What you are asked to do: Reproduce the sleep-measures passage from "For each item, mothers" to "was similarly defined.", switching "mothers" to "caregivers".

Source passage:
==============================
For each item, mothers reported how often children exhibited the sleep behavior during the most recent typical week. Five symptoms of insomnia and three types of sleep-related movement were assessed (Tables 1 and 2). Responses were scored as 1 (“Usually, 5–6 times a week” or “Always, 7 times a week”) or 0 (“Never, less than once a week”; “Rarely, once a week”; or “Sometimes, 2–4 times a week”). At each age, cases of insomnia were defined as the presence of one or more symptoms, as were cases of sleep movement. Insomnia persistence was then defined based on whether children had exhibited insomnia at neither, either, or both ages 4.5 and 9, and sleep-movement persistence was similarly defined.
Table 1.
Table 2.
Mental Health Symptoms
At child age 4.5, mothers completed the Preschool Behavior Questionnaire (PBQ),40 which yields three summed scores: anxious-fearful (nine items; e.g., “Is worried, worries about many things,” “Cries easily”), hostile-aggressive (11 items; e.g., “Is disobedient,” “Fights with other children”), and hyper-active-distractible (four items; e.g., “Has poor concentration or short attention span,” “Squirmy, fidgety child”).
At child age 9, mothers, teachers, and children reported on child mental health symptoms using the MacArthur Health and Behavior Questionnaire (HBQ).41,42 At age 18, adolescents themselves completed an age-appropriate version of the HBQ. The four HBQ scales considered here are anxiety, computed as the mean of generalized anxiety (seven to 13 items; e.g., “Nervous, high-strung, or tense”) and either social inhibition at age 9 (five items; e.g., “Gets quiet around children he/she does not know”) or social anxiety at age 18 (12 items; social-inhibition items plus others, e.g., “I try to get out of doing things in front of others”); depression (11 to 13 items; e.g., “Unhappy, sad, or depressed,” “Feels worthless or inferior”); externalizing, computed as the mean of oppositional defiant (six to 10 items; e.g., “Argues a lot with adults”), conduct problems (nine to 12 items; e.g., “Lies or cheats”), and overt aggression (four to eight items; e.g., “Taunts and teases other children”); and ADHD, computed as the mean of inattention (five to nine items; e.g., “Cannot concentrate, cannot pay attention for long”) and impulsivity (six to nine items; e.g., “Impulsive or acts without thinking”).
==============================
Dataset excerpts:
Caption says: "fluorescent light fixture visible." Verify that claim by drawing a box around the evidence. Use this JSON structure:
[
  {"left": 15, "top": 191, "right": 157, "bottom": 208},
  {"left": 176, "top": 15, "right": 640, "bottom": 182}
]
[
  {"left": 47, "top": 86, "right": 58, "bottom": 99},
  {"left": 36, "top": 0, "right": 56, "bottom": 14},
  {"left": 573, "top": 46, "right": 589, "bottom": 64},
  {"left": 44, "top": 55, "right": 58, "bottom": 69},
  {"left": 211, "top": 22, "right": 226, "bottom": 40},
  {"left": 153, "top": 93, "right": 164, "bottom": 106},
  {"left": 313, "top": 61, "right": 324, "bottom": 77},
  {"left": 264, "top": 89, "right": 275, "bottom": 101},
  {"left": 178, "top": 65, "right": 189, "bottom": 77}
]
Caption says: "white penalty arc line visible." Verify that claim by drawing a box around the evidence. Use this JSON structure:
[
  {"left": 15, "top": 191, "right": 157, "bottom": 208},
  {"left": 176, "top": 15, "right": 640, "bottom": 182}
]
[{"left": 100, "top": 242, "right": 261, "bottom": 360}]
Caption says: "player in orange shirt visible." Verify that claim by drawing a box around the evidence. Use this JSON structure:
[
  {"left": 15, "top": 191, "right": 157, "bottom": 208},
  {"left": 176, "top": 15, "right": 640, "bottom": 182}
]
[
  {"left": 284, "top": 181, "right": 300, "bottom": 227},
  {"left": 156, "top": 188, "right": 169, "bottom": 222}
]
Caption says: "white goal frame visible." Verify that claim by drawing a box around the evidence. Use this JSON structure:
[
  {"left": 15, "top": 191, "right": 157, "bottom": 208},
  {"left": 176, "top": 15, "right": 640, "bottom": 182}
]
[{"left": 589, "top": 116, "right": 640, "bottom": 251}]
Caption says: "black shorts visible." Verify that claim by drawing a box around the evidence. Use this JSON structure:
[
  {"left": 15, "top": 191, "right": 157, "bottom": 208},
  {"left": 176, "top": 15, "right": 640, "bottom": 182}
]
==============================
Response to this task:
For each item, caregivers reported how often children exhibited the sleep behavior during the most recent typical week. Five symptoms of insomnia and three types of sleep-related movement were assessed (Tables 1 and 2). Responses were scored as 1 (“Usually, 5–6 times a week” or “Always, 7 times a week”) or 0 (“Never, less than once a week”; “Rarely, once a week”; or “Sometimes, 2–4 times a week”). At each age, cases of insomnia were defined as the presence of one or more symptoms, as were cases of sleep movement. Insomnia persistence was then defined based on whether children had exhibited insomnia at neither, either, or both ages 4.5 and 9, and sleep-movement persistence was similarly defined.